Required tasks —
**1.** Update the text about the international exchange program from "Using the power" to "Culture & History." by replacing "academically rigorous" with "academically demanding", and give that whole stretch.
**2.** Extend the text about the international exchange program, picking up after its final sentence.

International Exchange Program

Using the power of Harkness learning to foster genuine cultural exchanges, The Hague School partners with international schools such as the Harkness Institutes in San Luis Potosi and Puerto Vallarta, Mexico, and Ikast-Brande Gymnasium, an IB school in Denmark, to offer an academically rigorous and culturally immersive experience unlike any available at other high schools in the region.  Throughout the school year, students at The Hague School participate in live, interactive classes in courses ranging from Global Politics and Business Management to Global Culture & History.  

This spring, our 11th grade class traveled to Denmark on an educational exchange trip to its newest sister school, Ikast-Brande Gymnasium, which offers the International Baccalaureate Diploma Programme.  Deepening the multicultural experience was the fact that twelve students from our other sister school, the Harkness Institute in Mexico, met us in Denmark, so students from Norfolk, San Luis Potosí, and Ikast could share in a 10-day exchange.  Touring historic sites in Copenhagen and in the rural regions around Ikast, attending classes with their host students, and living with Danish host families allowed for a truly immersive engagement with Danish culture and a deeper study of its history.

Object detection data —
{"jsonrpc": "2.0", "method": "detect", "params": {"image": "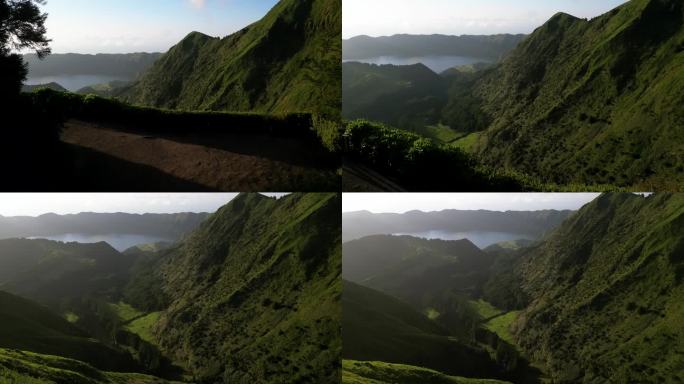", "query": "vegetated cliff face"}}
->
[486,194,684,383]
[473,0,684,190]
[120,0,342,118]
[124,193,341,383]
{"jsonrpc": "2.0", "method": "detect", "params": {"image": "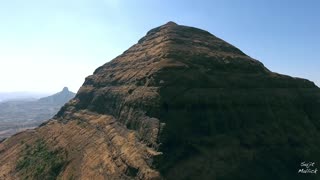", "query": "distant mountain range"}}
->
[0,87,75,140]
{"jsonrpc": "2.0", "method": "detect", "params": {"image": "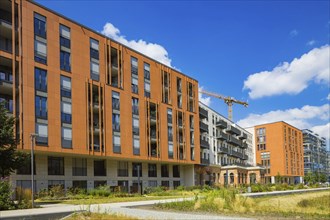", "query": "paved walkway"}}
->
[0,198,253,220]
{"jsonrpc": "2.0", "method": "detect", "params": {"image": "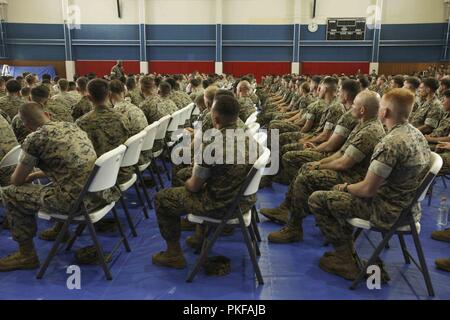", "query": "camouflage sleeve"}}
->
[425,104,442,129]
[368,142,397,179]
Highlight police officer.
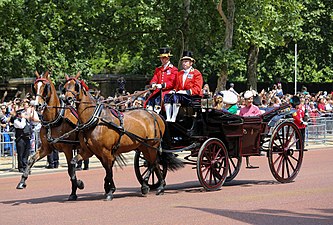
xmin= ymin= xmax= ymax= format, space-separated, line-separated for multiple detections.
xmin=164 ymin=51 xmax=203 ymax=122
xmin=145 ymin=48 xmax=178 ymax=113
xmin=13 ymin=109 xmax=31 ymax=173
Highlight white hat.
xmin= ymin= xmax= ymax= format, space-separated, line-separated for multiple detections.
xmin=244 ymin=91 xmax=253 ymax=99
xmin=221 ymin=91 xmax=238 ymax=105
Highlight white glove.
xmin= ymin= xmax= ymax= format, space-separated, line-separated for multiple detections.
xmin=176 ymin=90 xmax=187 ymax=95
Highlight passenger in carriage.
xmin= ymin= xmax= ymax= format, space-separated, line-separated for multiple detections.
xmin=222 ymin=91 xmax=238 ymax=114
xmin=144 ymin=48 xmax=178 ymax=113
xmin=164 ymin=51 xmax=203 ymax=122
xmin=239 ymin=91 xmax=261 ymax=116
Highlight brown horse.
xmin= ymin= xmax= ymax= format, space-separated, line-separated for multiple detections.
xmin=16 ymin=71 xmax=91 ymax=200
xmin=64 ymin=75 xmax=183 ymax=200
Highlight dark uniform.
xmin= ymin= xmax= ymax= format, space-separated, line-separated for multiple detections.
xmin=13 ymin=109 xmax=31 ymax=172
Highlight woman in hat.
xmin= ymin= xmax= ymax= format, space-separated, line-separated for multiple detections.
xmin=144 ymin=48 xmax=178 ymax=113
xmin=239 ymin=91 xmax=261 ymax=116
xmin=222 ymin=91 xmax=238 ymax=114
xmin=164 ymin=51 xmax=203 ymax=122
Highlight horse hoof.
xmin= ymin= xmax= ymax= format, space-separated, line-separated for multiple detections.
xmin=16 ymin=183 xmax=27 ymax=189
xmin=156 ymin=189 xmax=164 ymax=195
xmin=76 ymin=180 xmax=84 ymax=190
xmin=104 ymin=195 xmax=113 ymax=201
xmin=68 ymin=195 xmax=77 ymax=201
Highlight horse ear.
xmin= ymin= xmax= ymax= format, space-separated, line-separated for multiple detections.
xmin=75 ymin=71 xmax=81 ymax=79
xmin=44 ymin=70 xmax=49 ymax=79
xmin=58 ymin=84 xmax=64 ymax=93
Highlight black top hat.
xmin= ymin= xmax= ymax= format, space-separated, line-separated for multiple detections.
xmin=16 ymin=108 xmax=24 ymax=114
xmin=158 ymin=47 xmax=172 ymax=57
xmin=180 ymin=51 xmax=195 ymax=62
xmin=290 ymin=96 xmax=301 ymax=107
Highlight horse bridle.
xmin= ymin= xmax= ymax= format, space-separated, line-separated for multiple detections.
xmin=62 ymin=77 xmax=87 ymax=104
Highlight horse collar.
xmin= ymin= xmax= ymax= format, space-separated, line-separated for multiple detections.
xmin=41 ymin=100 xmax=65 ymax=127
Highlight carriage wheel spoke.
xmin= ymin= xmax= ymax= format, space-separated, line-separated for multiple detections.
xmin=273 ymin=155 xmax=282 ymax=172
xmin=287 ymin=156 xmax=298 ymax=171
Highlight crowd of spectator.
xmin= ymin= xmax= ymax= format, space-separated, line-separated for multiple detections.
xmin=0 ymin=79 xmax=333 ymax=169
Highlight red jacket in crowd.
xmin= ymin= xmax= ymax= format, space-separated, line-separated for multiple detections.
xmin=175 ymin=68 xmax=203 ymax=96
xmin=293 ymin=107 xmax=306 ymax=129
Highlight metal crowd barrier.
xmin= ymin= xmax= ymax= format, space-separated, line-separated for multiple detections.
xmin=305 ymin=114 xmax=333 ymax=144
xmin=0 ymin=130 xmax=40 ymax=169
xmin=0 ymin=132 xmax=16 ymax=168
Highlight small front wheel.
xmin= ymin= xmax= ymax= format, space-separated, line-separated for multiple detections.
xmin=268 ymin=122 xmax=304 ymax=183
xmin=197 ymin=138 xmax=229 ymax=191
xmin=134 ymin=151 xmax=167 ymax=190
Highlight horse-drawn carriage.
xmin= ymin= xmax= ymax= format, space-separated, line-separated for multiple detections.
xmin=17 ymin=73 xmax=303 ymax=200
xmin=134 ymin=99 xmax=304 ymax=191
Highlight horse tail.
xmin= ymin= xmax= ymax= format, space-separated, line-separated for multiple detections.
xmin=115 ymin=154 xmax=127 ymax=169
xmin=161 ymin=152 xmax=184 ymax=171
xmin=160 ymin=115 xmax=171 ymax=149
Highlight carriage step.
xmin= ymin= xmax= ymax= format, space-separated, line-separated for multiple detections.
xmin=245 ymin=165 xmax=259 ymax=169
xmin=245 ymin=156 xmax=259 ymax=169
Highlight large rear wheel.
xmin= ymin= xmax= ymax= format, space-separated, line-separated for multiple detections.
xmin=197 ymin=138 xmax=229 ymax=191
xmin=268 ymin=121 xmax=304 ymax=183
xmin=134 ymin=151 xmax=167 ymax=189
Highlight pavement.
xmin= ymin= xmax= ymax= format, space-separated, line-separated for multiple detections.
xmin=0 ymin=151 xmax=135 ymax=178
xmin=0 ymin=143 xmax=333 ymax=178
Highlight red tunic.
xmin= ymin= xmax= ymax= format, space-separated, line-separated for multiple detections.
xmin=175 ymin=68 xmax=203 ymax=96
xmin=144 ymin=63 xmax=178 ymax=107
xmin=293 ymin=108 xmax=306 ymax=129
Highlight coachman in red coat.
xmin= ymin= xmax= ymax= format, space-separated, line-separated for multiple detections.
xmin=164 ymin=51 xmax=203 ymax=122
xmin=290 ymin=96 xmax=308 ymax=149
xmin=144 ymin=48 xmax=178 ymax=113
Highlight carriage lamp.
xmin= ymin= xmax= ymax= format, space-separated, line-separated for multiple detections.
xmin=201 ymin=98 xmax=213 ymax=111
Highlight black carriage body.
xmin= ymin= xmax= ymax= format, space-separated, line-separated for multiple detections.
xmin=137 ymin=100 xmax=304 ymax=191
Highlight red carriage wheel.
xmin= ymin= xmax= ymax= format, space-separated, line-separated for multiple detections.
xmin=268 ymin=121 xmax=304 ymax=183
xmin=225 ymin=156 xmax=242 ymax=182
xmin=197 ymin=138 xmax=229 ymax=191
xmin=134 ymin=151 xmax=167 ymax=189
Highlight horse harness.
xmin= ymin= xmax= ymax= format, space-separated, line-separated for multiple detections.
xmin=78 ymin=104 xmax=162 ymax=154
xmin=38 ymin=100 xmax=79 ymax=146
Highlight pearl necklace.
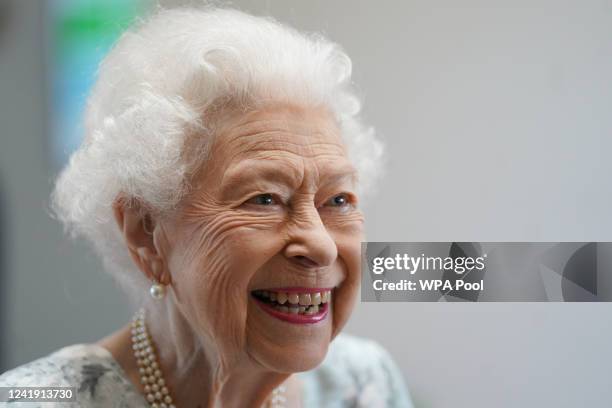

Answers to each task —
**1.**
Using the power of Harkness learning to foster genuine cultural exchanges, The Hague School partners with international schools such as the Harkness Institutes in San Luis Potosi and Puerto Vallarta, Mexico, and Ikast-Brande Gymnasium, an IB school in Denmark, to offer an academically demanding and culturally immersive experience unlike any available at other high schools in the region.  Throughout the school year, students at The Hague School participate in live, interactive classes in courses ranging from Global Politics and Business Management to Global Culture & History.

**2.**
Last summer, nineteen students traveled to live, eat, and study with fifteen Mexican students in San Luis Potosi and Puebla, Mexico.  Students from three countries studied together in a series of dual enrollment college courses to earn up to four college credits.  Most importantly, these students worked together to learn and share each other’s culture in ways no segregated cohort of study abroad students can to develop relationships, cultural respect and awareness, and international collaboration. 

In the program’s inaugural year, The Hague School hosted 17 international students who took Oceanography at Virginia Wesleyan University. Students from Norfolk, San Luis Potosí, and Puerto Vallarta shared dormitories and took this three week, college-level course that earned four hours of college credit. Through Harkness discussions, students not only learned the subject matter, but also made tangible connections, sharing ideas cross-culturally, and found common ground with people living in different parts of the world.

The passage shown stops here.